▸ **ABOUT THIS TASK**
So that the copy matches the original, write out every entry exactly.

Items from a data source:
......

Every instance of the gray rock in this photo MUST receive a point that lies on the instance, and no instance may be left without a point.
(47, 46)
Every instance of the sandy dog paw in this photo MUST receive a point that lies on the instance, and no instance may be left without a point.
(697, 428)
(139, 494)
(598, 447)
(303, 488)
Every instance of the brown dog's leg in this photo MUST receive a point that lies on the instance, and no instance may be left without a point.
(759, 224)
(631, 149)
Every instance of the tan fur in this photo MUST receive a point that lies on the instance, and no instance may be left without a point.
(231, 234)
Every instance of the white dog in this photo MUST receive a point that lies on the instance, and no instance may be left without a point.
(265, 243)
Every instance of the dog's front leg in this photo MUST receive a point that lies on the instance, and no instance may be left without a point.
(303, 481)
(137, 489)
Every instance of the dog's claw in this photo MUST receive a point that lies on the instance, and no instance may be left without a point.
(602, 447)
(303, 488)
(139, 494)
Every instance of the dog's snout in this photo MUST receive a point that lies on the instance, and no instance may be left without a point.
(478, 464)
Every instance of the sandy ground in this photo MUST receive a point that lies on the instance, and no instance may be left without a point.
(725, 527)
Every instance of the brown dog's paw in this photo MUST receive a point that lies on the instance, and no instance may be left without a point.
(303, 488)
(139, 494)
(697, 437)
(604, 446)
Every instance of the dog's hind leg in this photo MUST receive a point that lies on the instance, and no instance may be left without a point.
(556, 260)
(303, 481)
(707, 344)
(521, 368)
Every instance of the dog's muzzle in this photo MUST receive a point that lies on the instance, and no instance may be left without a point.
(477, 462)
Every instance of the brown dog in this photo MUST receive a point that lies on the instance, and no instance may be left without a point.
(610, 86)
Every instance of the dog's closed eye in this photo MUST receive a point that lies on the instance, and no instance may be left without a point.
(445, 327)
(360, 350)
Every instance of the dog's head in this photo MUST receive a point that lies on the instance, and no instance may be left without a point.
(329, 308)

......

▸ **WRITTEN ANSWER**
Every instance of the gray rock in this photo MUST receive a point that lies on the instance, and no instance may be left without a point.
(47, 46)
Every instance of the sandy dog paw in this photo MUST receive a point that lies on the instance, and no instance may be left without a point.
(697, 428)
(139, 494)
(598, 447)
(303, 488)
Every instance of the brown dog's leg in this photo MUST receive a point that lies on the instance, and no instance may be left without a point.
(759, 224)
(631, 149)
Every instance of the tan fur in this photo MUST receive a point that lies on the instance, and no instance may be left without a point.
(231, 234)
Every instance of the white dog in this photo MUST receive a point that lies on the instance, and no instance may be left without a point.
(265, 243)
Every instance of the dog's front leg in this photo MUST receive a point that lies on the instance, and no instance may be left without a point.
(303, 481)
(137, 489)
Every instance of the dog's claw in this photo MUST receive a point that lies on the instance, and no instance may be left without a point.
(602, 447)
(303, 488)
(139, 494)
Every instance of the dog's snout in this photo MUST receive a point that lies on the instance, and no instance may be left without a point.
(478, 464)
Every instance of the sandy ground in this photo MUST receive a point that lies on the instance, and no instance may be left without a point.
(725, 527)
Every instance of the brown dog's paw in this photo MUST receive a point that lies on the instance, and no instance may be left without a point.
(303, 488)
(139, 494)
(697, 437)
(604, 446)
Every instance of the dog's hind leg in this photo MUST receive a point that lies on the instance, and no instance may be left without a point.
(556, 260)
(303, 481)
(707, 344)
(521, 368)
Every instance of the dog's muzzle in this photo MUST receive a point that lies on the instance, and no instance may be left without a point.
(477, 462)
Every instance of the brown dog in this photo MUST receive a point that lies on the instance, and no instance may be left without a point.
(610, 86)
Every instance of the dog's closed eye in this photo MUST receive a point that lies on the instance, and no instance may be left without a point.
(445, 327)
(360, 350)
Every instance of the dog's head in this photo MUST receive a point that lies on the instance, and no instance may be left without a point.
(329, 308)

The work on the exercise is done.